## Yapılacak Görevler
1. Rüyalarla ilgili metne göre aşağıdaki soruları yanıtlayın:
(a) Freud rüyaların çoğunu neye bağlar?
(b) Metne göre modern psikoloji hangi yüzyılda doğmuştur?
(c) İnsanın uyku ve rüya yönü Kur'an-ı Kerim'de neden bahis konusu edilmiştir?
2. Rüyalarla ilgili metnin devamını, son cümlesinden sonrasını yazın.

## Sayfa Metni
⁂

Rüyanın mahiyetinin araştırılmasından çok öncesinden beri rüyalar yorumlanmaktadır.
Pozitif bilimlerin gelişmesiyle, rüya gerçeğini reddetmek yerine onu ilmi yönden ele almak gündeme gelmiştir. 19. yy.da modern psikolojinin de doğuşuyla, 20. yy.ın başında özellikle Freud’un rüya ile ilgili geniş çaplı çalışmalarıyla beraber psikoloji alanında rüya konusu incelenme alanı bulmuştur.
Freud rüyaların çoğunu cinsel arzulara ve saplantılara bağlar. Bazı rüyaların arzu tatminini sağladığı kabul edilebilir, özellikle fiziksel ihtiyaçlarla ilgili olan yeme, içme, cinsellik, korku, cesaret gibi. Ancak bütün rüyaları, bunlardan ibaret görmek yanlıştır. Rüyalar, korkuların dile gelmesi olarak da belirebilirler. Rüyalar bazen kendimiz ve başkaları hakkındaki anlayışımızı ortaya koyarlar. Yani rüyalar, yalnızca bilinç dışı arzularımızı dile getirmezler. Ve rüya yorumunda en önemli nokta, bu iki durumu birbirinden ayırabilmektir.
Uyku ve rüya, insani vasıflardan olduğundan dolayı, insanın bu yönü de Kur’an-ı Kerim’de bahis konusu edilmiştir. Ayet ve hadislerde rüya olgusuna sıkça rastlarız.

⁂

## Çalışma Malzemesi
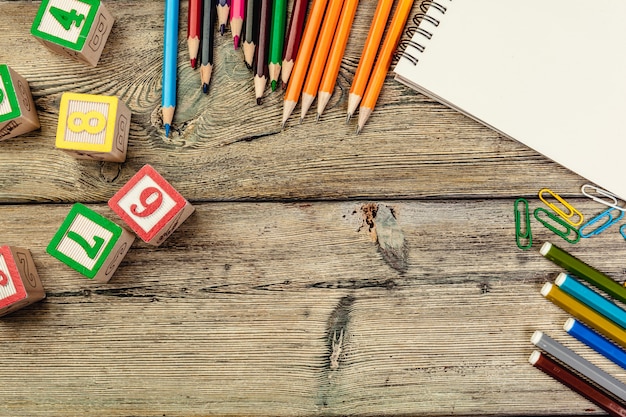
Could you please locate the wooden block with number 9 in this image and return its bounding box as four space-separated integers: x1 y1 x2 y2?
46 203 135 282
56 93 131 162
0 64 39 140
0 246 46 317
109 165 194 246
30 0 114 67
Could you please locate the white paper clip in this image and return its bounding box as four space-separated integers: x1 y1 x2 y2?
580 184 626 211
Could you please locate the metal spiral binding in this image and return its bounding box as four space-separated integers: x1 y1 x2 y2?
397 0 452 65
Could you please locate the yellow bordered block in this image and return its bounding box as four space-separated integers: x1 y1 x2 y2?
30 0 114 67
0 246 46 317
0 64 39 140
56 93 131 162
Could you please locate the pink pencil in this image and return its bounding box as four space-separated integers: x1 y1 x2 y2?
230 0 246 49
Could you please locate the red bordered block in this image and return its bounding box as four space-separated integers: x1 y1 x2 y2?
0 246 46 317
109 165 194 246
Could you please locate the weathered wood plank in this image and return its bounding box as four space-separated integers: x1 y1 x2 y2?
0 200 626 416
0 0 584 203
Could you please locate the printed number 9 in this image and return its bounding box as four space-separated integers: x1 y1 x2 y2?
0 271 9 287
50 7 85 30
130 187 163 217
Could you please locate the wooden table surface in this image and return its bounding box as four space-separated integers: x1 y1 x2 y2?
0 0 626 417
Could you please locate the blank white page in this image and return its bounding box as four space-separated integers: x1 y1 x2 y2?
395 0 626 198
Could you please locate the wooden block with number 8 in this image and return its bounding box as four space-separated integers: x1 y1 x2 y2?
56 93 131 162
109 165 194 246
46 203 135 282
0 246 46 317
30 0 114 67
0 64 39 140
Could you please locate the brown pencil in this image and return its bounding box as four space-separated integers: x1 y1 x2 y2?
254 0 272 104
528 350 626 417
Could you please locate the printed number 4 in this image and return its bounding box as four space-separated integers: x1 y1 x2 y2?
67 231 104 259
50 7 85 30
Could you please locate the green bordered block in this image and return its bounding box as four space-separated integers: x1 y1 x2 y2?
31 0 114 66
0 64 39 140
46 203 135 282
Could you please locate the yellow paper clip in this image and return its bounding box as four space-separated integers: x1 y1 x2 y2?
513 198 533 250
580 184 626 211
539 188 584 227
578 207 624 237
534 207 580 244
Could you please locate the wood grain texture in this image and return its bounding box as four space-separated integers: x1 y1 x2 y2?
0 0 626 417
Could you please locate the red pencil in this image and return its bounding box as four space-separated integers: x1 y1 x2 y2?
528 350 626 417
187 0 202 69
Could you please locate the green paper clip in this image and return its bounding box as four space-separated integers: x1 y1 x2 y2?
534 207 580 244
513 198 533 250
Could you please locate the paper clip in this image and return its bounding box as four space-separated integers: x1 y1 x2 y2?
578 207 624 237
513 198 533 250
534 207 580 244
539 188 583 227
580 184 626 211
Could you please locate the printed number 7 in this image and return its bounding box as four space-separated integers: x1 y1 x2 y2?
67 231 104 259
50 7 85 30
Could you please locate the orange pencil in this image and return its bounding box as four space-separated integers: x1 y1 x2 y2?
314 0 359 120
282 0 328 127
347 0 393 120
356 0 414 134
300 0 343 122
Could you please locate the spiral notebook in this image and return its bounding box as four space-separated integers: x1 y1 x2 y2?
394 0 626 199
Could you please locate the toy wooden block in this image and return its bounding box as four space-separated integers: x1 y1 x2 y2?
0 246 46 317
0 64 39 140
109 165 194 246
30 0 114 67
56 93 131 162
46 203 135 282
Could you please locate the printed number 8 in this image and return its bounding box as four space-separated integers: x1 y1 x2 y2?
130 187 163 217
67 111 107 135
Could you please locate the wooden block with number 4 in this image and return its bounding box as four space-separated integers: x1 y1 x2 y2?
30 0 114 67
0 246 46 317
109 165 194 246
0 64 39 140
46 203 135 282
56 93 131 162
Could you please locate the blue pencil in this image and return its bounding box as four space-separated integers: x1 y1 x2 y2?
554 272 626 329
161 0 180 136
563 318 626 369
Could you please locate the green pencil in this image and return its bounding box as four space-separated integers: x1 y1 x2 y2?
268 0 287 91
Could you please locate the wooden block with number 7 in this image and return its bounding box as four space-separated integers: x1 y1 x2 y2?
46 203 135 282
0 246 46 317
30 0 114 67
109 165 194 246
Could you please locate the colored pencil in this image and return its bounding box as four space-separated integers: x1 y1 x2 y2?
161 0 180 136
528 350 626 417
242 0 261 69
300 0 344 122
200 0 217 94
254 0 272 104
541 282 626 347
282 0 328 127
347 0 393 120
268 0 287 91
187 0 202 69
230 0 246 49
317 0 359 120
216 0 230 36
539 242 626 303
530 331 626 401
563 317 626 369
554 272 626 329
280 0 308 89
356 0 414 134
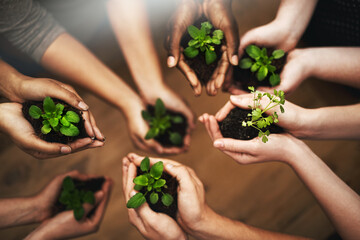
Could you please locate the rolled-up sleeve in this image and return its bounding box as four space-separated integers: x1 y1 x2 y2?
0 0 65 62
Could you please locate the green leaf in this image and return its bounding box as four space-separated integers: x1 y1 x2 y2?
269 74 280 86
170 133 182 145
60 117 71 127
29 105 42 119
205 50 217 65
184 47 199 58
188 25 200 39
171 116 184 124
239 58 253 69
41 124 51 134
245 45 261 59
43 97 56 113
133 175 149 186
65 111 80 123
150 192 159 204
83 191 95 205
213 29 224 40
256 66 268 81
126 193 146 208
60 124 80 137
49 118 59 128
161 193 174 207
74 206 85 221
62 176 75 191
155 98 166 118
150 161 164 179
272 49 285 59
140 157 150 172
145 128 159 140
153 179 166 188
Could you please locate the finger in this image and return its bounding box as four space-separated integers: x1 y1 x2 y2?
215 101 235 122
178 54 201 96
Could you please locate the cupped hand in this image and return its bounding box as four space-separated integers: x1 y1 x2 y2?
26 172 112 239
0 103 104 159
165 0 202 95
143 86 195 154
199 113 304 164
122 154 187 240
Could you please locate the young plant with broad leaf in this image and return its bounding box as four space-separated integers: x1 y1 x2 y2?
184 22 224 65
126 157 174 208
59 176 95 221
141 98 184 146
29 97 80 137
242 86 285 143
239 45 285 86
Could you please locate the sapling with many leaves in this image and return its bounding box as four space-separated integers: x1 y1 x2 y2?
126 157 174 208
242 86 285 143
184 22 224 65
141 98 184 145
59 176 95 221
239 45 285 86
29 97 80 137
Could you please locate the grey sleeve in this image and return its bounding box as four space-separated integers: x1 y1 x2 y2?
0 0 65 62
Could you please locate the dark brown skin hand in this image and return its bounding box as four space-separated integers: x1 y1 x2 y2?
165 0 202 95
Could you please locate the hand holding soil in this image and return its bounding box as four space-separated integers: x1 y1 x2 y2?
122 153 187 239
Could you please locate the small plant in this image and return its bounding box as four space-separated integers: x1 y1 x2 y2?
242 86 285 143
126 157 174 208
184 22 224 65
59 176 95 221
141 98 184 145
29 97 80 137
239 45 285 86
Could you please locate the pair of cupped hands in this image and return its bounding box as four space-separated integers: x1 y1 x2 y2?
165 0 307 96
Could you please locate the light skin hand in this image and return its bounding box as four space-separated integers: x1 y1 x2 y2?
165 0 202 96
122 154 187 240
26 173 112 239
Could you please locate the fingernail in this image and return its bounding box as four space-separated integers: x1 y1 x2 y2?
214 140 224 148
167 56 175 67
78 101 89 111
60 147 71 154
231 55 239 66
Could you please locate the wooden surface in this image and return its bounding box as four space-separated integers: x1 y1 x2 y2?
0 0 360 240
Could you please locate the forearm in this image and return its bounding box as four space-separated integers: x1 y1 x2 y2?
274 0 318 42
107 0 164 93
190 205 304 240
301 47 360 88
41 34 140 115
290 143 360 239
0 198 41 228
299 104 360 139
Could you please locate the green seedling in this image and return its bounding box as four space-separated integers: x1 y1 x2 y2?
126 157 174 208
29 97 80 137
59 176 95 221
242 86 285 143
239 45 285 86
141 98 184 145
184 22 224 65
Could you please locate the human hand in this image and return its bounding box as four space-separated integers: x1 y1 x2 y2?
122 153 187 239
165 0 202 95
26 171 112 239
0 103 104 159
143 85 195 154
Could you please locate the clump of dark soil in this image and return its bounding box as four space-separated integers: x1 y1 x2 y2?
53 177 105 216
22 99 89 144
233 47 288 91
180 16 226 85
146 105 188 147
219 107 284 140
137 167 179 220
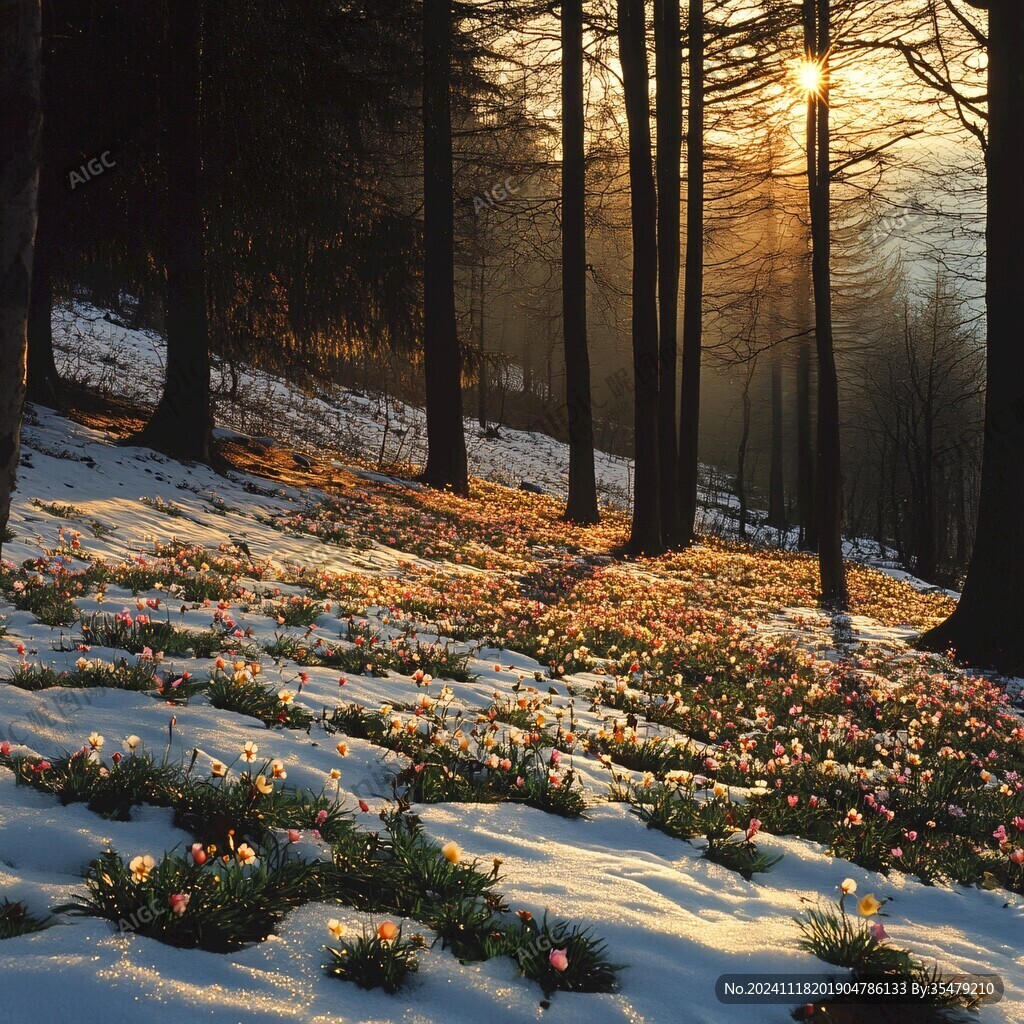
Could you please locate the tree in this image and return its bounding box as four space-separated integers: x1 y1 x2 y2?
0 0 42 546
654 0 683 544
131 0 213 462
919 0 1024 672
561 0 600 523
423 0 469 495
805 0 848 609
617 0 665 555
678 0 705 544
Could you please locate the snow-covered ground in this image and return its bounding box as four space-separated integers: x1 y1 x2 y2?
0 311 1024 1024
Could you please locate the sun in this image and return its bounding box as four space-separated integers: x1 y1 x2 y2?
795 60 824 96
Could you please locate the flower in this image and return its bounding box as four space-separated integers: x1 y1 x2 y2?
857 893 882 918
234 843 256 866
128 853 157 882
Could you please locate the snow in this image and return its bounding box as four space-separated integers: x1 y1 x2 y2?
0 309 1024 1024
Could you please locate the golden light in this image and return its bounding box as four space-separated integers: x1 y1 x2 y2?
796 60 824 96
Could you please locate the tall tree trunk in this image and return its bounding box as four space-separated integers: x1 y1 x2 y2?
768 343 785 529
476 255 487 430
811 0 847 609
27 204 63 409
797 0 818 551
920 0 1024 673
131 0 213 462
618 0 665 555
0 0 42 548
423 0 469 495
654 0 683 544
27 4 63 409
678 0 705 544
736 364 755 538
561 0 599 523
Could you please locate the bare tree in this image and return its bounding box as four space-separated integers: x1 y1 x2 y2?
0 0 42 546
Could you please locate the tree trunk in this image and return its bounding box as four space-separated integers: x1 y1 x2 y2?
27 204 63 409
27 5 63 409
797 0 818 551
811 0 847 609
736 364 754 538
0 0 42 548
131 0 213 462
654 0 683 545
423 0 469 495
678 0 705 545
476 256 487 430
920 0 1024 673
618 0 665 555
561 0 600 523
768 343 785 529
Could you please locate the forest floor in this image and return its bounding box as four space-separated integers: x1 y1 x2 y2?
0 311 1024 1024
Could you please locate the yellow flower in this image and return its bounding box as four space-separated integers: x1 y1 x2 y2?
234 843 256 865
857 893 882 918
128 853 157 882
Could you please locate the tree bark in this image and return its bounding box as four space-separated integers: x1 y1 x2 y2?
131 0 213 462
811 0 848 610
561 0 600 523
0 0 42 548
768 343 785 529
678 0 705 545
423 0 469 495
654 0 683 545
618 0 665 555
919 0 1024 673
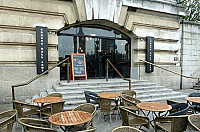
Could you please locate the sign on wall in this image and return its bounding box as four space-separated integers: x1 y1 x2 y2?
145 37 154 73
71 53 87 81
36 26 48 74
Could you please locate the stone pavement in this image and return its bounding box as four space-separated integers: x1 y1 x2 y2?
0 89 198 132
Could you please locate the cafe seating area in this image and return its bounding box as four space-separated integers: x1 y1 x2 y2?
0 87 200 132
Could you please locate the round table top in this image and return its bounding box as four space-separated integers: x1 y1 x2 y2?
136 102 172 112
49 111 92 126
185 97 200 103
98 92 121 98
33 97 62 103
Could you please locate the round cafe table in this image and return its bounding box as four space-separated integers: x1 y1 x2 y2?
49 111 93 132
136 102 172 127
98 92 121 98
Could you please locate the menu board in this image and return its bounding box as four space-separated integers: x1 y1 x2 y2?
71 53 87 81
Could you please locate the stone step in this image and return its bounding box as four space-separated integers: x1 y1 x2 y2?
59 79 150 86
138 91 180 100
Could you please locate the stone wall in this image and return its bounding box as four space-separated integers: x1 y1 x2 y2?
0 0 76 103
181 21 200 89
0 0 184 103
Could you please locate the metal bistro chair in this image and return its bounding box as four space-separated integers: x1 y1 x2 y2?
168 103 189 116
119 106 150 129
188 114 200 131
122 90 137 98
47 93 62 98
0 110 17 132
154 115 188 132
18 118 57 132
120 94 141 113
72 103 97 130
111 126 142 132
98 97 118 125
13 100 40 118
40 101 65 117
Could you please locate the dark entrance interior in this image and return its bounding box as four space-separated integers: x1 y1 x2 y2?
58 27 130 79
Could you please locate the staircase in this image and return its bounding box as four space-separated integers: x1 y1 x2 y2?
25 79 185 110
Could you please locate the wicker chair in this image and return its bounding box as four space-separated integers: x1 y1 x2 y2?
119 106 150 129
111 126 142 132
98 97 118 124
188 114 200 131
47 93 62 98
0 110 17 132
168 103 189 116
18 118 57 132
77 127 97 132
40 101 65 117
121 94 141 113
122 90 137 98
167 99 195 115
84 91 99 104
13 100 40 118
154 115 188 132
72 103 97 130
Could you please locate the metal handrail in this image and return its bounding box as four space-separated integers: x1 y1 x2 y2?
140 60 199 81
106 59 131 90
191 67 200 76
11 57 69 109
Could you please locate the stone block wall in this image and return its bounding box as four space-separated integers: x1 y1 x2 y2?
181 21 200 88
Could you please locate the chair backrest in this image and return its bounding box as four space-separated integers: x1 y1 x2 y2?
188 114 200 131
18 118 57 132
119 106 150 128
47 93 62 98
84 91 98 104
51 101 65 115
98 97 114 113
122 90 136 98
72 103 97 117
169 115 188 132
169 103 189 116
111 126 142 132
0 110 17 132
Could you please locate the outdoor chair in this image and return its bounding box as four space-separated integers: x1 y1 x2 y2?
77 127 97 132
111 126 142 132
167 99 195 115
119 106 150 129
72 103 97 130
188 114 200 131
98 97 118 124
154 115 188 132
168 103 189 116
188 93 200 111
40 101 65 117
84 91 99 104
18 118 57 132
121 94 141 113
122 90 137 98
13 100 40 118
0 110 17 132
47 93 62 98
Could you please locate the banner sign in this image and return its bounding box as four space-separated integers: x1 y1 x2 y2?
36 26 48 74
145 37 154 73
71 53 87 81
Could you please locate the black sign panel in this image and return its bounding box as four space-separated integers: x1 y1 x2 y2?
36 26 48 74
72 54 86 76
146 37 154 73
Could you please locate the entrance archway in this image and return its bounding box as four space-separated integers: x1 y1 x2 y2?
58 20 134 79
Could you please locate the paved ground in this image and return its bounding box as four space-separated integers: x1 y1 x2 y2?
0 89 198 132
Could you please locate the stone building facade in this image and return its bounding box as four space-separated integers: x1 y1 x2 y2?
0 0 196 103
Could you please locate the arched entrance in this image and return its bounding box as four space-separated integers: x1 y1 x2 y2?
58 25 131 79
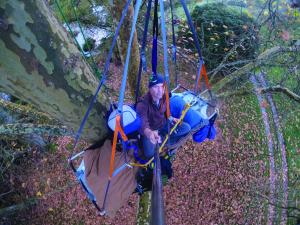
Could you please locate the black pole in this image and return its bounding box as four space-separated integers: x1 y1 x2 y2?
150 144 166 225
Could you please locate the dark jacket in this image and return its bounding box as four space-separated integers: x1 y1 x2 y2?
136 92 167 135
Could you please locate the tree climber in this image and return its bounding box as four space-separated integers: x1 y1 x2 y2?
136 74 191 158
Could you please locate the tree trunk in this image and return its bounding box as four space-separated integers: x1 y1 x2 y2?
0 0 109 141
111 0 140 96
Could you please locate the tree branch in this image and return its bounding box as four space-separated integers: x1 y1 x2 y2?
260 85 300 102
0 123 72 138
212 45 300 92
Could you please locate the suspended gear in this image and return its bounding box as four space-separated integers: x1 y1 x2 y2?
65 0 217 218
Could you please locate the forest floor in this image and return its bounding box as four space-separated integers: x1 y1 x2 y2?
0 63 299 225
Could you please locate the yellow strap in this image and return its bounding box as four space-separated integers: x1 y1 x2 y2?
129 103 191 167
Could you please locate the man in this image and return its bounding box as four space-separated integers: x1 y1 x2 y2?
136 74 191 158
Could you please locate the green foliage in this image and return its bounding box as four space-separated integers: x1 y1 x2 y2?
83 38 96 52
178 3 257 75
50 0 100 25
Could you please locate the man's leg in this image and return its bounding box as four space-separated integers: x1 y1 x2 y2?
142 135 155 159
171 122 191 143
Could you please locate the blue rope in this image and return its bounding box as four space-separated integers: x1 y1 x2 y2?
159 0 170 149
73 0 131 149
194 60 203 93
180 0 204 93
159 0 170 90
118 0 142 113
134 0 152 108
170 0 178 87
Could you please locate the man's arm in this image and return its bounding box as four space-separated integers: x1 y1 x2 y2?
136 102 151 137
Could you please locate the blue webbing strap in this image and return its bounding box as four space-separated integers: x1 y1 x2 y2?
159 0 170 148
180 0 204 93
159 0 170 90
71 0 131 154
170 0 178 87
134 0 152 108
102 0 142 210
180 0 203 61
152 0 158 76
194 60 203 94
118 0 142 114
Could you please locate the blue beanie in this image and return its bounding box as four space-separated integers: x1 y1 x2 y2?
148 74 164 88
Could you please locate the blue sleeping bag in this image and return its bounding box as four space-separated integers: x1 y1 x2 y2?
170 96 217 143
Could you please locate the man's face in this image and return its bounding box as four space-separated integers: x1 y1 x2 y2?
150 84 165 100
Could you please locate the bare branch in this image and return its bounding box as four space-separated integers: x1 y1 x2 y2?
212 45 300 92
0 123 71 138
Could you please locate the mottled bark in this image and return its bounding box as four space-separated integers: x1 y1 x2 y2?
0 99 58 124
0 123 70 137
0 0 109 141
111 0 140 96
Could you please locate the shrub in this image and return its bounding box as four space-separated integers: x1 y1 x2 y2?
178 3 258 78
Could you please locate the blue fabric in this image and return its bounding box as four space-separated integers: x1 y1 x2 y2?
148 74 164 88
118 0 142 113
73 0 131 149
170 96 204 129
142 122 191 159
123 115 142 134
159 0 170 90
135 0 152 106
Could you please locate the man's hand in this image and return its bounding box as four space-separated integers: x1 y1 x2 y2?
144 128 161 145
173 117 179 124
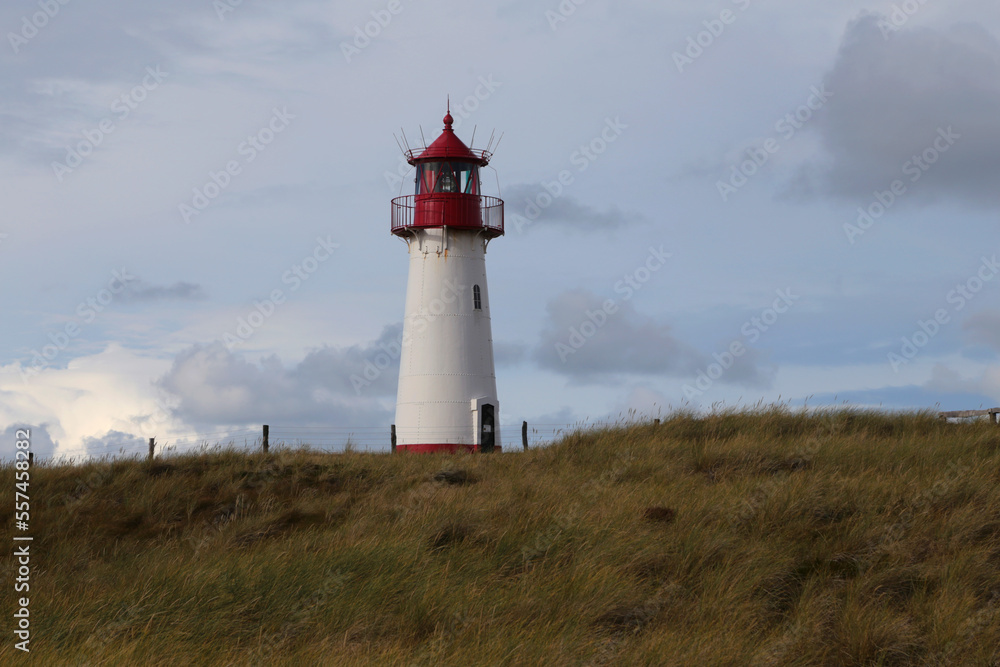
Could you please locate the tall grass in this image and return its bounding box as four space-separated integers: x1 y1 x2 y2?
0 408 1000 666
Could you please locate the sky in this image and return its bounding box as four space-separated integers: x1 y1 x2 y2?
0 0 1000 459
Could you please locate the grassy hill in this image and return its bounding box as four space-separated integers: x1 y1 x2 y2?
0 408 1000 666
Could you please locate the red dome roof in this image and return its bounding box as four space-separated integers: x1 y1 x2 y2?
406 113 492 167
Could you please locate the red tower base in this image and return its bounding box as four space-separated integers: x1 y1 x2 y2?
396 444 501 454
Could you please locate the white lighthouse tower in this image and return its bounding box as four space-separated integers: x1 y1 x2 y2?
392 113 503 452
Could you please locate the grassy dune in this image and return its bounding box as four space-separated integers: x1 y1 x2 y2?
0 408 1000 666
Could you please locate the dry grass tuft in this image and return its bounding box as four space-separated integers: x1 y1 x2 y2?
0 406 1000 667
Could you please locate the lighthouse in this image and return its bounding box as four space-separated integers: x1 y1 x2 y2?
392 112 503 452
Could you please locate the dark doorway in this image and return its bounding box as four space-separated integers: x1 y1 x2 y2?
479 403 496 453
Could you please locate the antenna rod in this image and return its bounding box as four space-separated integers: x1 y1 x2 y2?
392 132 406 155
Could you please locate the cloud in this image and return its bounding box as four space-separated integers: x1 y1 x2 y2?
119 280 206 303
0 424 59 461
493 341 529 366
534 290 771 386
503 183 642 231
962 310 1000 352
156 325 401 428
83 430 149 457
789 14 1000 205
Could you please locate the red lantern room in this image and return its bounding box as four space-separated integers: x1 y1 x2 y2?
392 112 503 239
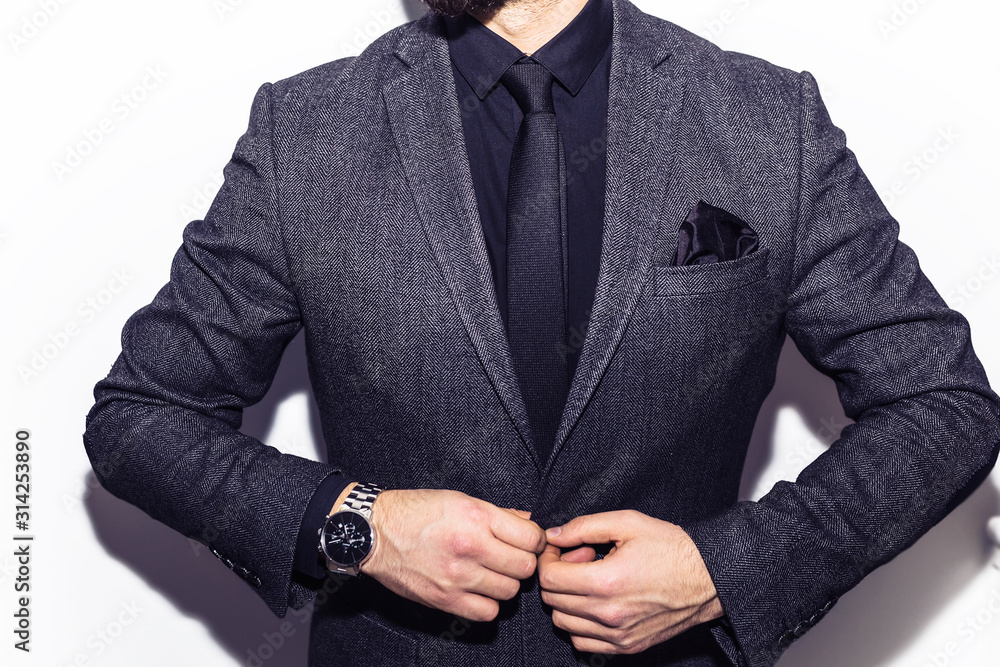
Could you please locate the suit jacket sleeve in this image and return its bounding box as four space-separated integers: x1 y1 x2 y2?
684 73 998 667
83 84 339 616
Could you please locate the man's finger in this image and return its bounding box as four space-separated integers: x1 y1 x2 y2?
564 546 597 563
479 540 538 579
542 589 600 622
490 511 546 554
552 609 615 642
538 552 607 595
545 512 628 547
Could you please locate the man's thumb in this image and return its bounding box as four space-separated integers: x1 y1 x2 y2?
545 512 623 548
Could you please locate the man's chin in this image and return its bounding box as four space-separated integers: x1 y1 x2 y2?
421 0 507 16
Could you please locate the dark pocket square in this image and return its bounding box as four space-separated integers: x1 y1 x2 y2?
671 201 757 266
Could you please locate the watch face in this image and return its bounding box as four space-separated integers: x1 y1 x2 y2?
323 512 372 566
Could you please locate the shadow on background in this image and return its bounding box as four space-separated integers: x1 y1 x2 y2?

⁂

## Yanıt Kümesi
1.
(a) Cinsel arzulara ve saplantılara.
(b) 19. yüzyılda.
(c) Uyku ve rüya insani vasıflardan olduğu için.

2.
20. yy boyunca değişik psikoloji ekollerinin de katkısıyla insanın nefsani yapısı giderek daha belirgin hale geldi. İnsanı ve nefs binasını tanımadan yapılan rüya yorumları ise faydadan çok zarar getirmektedir.
Rüya, farklı bir bilinç durumudur. Uyuyup rüya görmeye başladığımızda, iç âlemimizden gelen veriler tarafından uyarılırız. İlahi bir kaynaktan gelir, içimizdeki can merkezinden süzüldükten sonra bireysel hale gelir. Gördüğümüz rüya % 100 bize aittir. Tıpkı parmak izimiz gibi…
Rüyaların çoğu bize ders vermek niyetiyle hâlihazırda ve gelecekteki hayatımıza yön verebilmemiz için sahneye konmuş ilahi senaryolardır. Bütün insanların içsel hakikati olan insan-ı kâmil potansiyeli, genel rüya mesajını kişiselleştirmeyi sağlar.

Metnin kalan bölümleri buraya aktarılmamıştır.